-------- Excerpt provided
Jasmin has studied Cultural and Social Anthropology at the University of Göttingen in Germany with a regional focus on Southeast Asia and Oceania. Taking a great interest in human-object-relationships, material cultures and museum studies, she has undertaken internships at the Lower Saxony State Museum in Hanover, the Museum of Cultures in Basel and the Museum der Völker in Schwaz. For her MA thesis, she worked with the PNG National Museum & Art Gallery and conducted research on bark paintings and contemporary art of Papua New Guinea. After completing her studies with distinction, Jasmin worked for two years at the Linden-Museum in Stuttgart, assisting with the special exhibition Myanmar – The Golden Land (2014-2015) and co-curating The World of Shadow Theatre (2015-2016). In 2016, she relocated to Australia to pursue her doctorate degree at JCU under a cotutelle agreement with Aarhus University in Denmark.
----------------
■ Exercise goal: Reproduce the biographical note about Jasmin above in full, word for word.
-------- Records provided
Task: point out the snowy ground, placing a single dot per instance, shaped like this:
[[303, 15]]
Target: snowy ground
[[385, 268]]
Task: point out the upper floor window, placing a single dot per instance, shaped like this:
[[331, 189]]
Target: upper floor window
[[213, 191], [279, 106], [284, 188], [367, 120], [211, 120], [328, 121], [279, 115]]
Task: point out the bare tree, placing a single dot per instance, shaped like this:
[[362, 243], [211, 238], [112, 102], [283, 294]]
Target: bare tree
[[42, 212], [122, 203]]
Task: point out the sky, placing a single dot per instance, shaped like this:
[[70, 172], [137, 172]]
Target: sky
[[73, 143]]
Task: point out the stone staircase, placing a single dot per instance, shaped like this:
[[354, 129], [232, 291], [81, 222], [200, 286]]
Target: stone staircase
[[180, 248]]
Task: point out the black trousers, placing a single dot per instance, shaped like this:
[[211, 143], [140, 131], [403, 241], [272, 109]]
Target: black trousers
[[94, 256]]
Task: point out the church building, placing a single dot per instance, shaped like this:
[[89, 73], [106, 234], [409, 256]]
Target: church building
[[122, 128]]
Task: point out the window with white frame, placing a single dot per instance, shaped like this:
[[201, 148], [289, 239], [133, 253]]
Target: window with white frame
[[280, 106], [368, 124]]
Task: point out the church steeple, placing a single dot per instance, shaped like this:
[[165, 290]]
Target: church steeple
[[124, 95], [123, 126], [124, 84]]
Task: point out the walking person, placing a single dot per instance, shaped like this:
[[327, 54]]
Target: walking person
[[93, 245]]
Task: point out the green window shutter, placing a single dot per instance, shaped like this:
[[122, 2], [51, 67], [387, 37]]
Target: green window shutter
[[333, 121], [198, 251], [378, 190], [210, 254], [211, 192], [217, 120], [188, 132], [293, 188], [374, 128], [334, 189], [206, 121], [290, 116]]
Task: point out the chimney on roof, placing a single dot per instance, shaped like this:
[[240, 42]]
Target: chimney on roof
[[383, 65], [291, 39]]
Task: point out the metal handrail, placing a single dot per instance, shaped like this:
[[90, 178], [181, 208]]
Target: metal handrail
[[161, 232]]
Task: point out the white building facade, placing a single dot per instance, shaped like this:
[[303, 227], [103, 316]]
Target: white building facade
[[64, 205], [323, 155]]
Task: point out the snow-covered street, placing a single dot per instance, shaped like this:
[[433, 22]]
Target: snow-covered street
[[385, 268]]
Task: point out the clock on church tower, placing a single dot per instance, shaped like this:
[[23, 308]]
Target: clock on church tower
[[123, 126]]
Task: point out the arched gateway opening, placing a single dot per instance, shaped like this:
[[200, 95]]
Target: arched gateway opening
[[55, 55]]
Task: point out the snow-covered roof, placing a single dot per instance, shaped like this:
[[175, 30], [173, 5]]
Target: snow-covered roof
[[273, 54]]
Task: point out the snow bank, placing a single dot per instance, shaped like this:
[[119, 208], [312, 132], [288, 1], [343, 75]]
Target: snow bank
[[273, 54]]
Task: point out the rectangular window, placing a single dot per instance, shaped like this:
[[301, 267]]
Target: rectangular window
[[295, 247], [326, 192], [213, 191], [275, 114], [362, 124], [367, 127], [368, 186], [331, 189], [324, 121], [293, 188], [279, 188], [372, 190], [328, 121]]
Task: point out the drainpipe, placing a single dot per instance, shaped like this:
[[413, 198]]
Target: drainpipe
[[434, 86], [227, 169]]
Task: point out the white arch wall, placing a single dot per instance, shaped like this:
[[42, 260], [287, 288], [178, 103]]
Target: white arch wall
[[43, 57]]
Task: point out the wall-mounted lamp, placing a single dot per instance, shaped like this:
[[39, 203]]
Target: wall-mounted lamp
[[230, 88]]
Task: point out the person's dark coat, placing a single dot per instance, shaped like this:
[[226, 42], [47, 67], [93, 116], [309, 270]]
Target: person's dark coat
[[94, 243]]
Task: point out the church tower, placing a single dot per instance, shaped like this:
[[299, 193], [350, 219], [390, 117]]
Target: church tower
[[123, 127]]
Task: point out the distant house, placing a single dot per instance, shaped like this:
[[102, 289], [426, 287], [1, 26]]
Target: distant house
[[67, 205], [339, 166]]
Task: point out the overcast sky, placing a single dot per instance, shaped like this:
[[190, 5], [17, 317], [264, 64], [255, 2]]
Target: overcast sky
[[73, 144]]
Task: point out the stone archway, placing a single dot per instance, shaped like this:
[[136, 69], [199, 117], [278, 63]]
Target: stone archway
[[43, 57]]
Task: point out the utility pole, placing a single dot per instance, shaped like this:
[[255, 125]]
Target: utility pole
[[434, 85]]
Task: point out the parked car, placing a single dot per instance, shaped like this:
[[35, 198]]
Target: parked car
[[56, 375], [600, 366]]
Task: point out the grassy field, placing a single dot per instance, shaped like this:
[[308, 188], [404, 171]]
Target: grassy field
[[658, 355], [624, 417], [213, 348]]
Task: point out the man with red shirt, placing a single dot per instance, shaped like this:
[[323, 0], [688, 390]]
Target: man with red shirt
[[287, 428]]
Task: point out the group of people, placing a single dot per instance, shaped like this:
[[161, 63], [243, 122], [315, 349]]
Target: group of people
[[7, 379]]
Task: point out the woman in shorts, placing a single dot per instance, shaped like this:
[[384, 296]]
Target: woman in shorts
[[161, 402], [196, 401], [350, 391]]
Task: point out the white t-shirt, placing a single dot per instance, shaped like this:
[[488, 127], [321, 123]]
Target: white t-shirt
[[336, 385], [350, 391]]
----------------
■ Completed task:
Jasmin has studied Cultural and Social Anthropology at the University of Göttingen in Germany with a regional focus on Southeast Asia and Oceania. Taking a great interest in human-object-relationships, material cultures and museum studies, she has undertaken internships at the Lower Saxony State Museum in Hanover, the Museum of Cultures in Basel and the Museum der Völker in Schwaz. For her MA thesis, she worked with the PNG National Museum & Art Gallery and conducted research on bark paintings and contemporary art of Papua New Guinea. After completing her studies with distinction, Jasmin worked for two years at the Linden-Museum in Stuttgart, assisting with the special exhibition Myanmar – The Golden Land (2014-2015) and co-curating The World of Shadow Theatre (2015-2016). In 2016, she relocated to Australia to pursue her doctorate degree at JCU under a cotutelle agreement with Aarhus University in Denmark.